=== Material to process ===
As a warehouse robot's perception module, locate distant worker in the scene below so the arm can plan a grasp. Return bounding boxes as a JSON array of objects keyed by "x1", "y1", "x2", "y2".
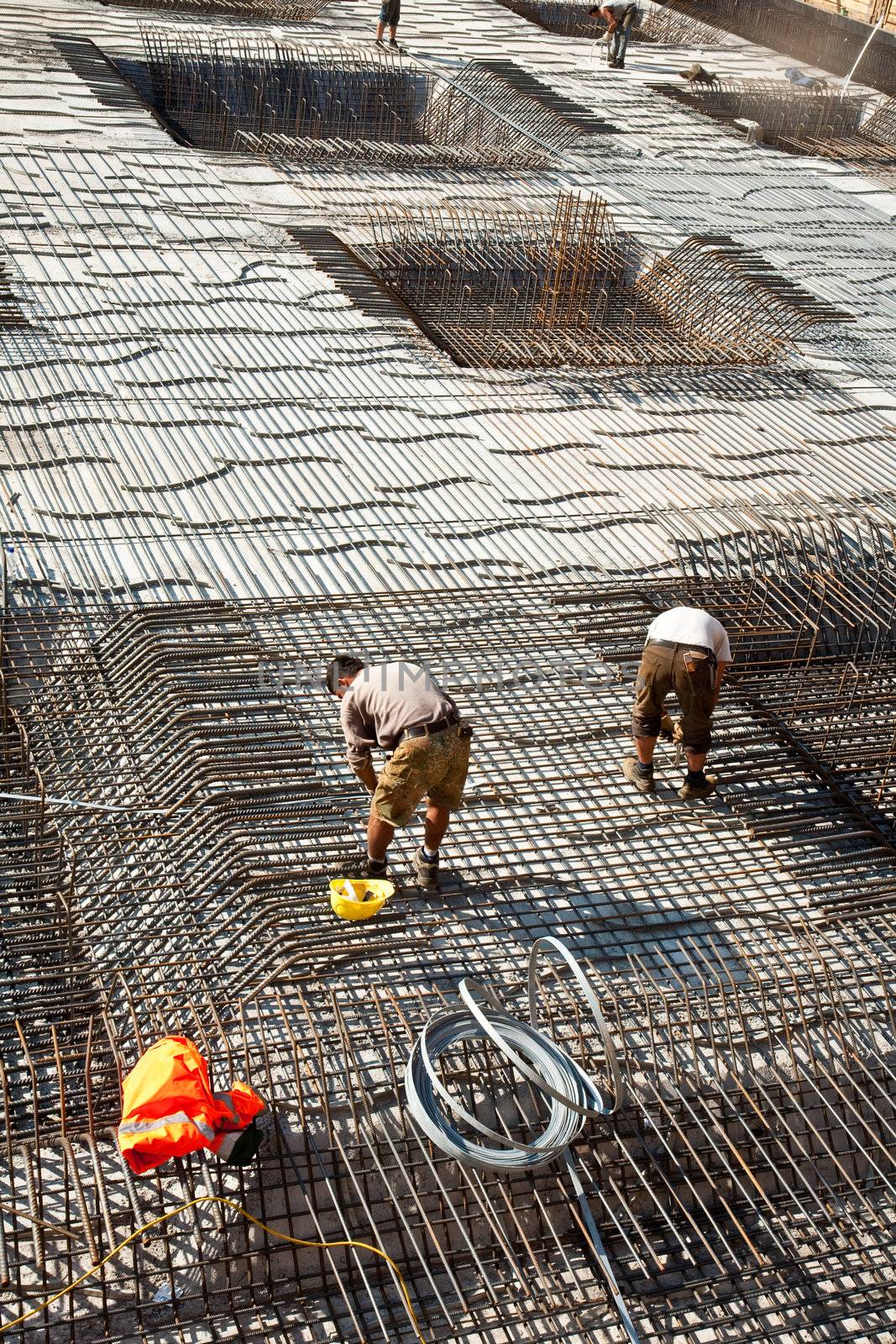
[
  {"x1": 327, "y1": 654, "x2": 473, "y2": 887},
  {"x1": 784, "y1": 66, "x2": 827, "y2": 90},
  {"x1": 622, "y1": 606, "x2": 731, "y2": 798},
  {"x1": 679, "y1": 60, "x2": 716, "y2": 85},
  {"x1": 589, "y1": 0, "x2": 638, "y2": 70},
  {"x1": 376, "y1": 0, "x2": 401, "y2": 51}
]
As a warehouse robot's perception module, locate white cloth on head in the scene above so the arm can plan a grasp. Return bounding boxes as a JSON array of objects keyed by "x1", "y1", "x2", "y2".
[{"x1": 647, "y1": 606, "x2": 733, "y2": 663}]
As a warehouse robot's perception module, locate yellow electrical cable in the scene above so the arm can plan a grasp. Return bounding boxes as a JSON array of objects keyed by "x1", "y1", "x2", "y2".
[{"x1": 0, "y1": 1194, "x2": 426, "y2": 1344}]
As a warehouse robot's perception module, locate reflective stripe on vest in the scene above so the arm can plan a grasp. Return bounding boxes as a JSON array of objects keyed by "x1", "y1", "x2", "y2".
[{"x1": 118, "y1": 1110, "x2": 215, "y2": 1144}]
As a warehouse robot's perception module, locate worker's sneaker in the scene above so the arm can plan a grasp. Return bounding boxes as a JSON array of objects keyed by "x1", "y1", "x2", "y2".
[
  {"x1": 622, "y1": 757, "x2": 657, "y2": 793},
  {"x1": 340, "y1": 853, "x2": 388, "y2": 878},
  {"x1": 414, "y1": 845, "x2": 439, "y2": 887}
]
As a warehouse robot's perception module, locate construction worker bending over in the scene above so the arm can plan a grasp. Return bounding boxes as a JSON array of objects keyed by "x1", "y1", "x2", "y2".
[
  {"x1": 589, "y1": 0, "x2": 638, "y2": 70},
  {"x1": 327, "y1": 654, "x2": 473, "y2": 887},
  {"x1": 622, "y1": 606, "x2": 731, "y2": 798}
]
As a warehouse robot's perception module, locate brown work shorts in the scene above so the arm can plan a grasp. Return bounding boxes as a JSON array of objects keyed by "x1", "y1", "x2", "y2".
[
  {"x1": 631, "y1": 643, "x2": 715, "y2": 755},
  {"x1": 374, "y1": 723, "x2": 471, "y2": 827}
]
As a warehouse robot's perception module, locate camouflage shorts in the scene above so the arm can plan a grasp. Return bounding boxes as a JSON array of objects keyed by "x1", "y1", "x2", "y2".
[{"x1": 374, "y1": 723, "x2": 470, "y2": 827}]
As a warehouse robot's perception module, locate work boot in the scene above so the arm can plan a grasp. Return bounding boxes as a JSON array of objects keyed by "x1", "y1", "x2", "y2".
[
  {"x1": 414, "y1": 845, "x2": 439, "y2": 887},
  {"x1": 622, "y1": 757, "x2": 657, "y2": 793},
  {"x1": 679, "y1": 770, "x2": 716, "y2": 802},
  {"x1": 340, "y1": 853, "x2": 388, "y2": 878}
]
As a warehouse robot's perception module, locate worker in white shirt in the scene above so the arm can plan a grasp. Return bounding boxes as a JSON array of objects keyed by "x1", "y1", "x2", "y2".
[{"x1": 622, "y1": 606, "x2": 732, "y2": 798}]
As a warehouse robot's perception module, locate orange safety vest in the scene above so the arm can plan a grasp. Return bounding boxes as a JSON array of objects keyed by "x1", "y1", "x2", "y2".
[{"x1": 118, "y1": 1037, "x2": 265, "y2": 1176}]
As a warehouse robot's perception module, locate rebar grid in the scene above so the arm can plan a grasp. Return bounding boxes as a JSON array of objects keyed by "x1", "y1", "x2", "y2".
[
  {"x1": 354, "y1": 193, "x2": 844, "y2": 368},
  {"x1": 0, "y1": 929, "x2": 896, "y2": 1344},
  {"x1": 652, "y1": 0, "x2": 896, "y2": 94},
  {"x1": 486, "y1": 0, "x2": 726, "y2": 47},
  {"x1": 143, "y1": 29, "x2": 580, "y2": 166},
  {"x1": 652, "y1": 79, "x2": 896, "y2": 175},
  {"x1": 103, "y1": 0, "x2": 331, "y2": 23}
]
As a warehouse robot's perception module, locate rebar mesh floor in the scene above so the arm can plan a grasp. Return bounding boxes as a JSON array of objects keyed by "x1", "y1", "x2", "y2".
===
→ Prompt
Copy out, word for word, the entries from the line containing "As a warehouse robot's perception module, locate rebar grid" through the last line of the entries, including both ends.

→ Exercise output
As a warehouse robot's perception module, locate rebar grid in the scene above so the arm can plan a grasp. Return bounding boxes as a JSON array of objects keyed by "x1", "y1", "x2", "y2".
[
  {"x1": 354, "y1": 193, "x2": 844, "y2": 368},
  {"x1": 0, "y1": 929, "x2": 896, "y2": 1344},
  {"x1": 652, "y1": 0, "x2": 896, "y2": 94},
  {"x1": 486, "y1": 0, "x2": 726, "y2": 47},
  {"x1": 143, "y1": 29, "x2": 580, "y2": 166},
  {"x1": 652, "y1": 79, "x2": 896, "y2": 175},
  {"x1": 103, "y1": 0, "x2": 331, "y2": 23}
]
As a warehouse robot's perception module, locate rebar mesh floor in the scene above so the arm can plan a grasp. Return bounding boxes as a JSON array of objects keyed by "x1", "y1", "x2", "y2".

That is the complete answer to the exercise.